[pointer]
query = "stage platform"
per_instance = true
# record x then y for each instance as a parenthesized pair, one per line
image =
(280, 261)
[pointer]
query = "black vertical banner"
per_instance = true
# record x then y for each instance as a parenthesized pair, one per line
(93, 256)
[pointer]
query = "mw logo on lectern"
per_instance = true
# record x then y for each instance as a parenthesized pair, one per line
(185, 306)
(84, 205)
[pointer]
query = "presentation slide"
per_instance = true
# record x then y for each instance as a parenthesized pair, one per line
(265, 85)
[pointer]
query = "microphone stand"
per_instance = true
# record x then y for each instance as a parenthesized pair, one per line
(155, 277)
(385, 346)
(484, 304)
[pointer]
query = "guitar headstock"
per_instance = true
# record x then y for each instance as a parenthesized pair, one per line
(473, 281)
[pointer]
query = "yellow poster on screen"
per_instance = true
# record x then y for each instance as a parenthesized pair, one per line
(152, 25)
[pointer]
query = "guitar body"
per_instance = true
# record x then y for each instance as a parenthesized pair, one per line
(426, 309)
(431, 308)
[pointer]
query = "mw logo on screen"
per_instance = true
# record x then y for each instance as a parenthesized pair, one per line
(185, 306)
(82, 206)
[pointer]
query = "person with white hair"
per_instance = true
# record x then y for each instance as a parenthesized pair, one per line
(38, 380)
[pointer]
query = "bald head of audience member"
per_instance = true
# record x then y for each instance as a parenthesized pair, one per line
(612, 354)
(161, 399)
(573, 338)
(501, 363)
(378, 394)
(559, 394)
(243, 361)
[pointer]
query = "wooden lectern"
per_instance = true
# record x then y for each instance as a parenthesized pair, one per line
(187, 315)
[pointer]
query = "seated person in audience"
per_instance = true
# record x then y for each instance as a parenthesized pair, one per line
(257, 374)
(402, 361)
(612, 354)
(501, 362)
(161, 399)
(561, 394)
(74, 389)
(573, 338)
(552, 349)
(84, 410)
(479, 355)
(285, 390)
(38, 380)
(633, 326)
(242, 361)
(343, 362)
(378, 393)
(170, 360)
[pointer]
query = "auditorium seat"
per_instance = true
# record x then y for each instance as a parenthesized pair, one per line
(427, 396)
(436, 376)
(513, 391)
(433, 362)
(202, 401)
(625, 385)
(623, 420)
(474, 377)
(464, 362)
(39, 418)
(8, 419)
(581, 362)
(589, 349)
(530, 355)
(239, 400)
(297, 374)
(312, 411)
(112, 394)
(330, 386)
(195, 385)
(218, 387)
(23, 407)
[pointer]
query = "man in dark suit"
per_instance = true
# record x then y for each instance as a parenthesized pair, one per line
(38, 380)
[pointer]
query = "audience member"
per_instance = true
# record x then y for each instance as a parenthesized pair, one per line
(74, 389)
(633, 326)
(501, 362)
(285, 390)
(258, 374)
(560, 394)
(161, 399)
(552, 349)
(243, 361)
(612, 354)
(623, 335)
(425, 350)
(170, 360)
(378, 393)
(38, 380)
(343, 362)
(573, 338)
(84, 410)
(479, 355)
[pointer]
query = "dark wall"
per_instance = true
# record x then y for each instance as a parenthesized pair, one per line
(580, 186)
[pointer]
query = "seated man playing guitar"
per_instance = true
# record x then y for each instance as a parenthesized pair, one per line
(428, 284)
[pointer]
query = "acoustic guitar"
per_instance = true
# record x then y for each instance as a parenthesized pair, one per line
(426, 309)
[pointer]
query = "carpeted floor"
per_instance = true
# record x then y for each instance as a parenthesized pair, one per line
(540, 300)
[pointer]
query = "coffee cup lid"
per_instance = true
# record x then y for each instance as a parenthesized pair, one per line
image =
##########
Work to do
How many lines in the material above contain the string "member"? Reply with the number alone.

Response
2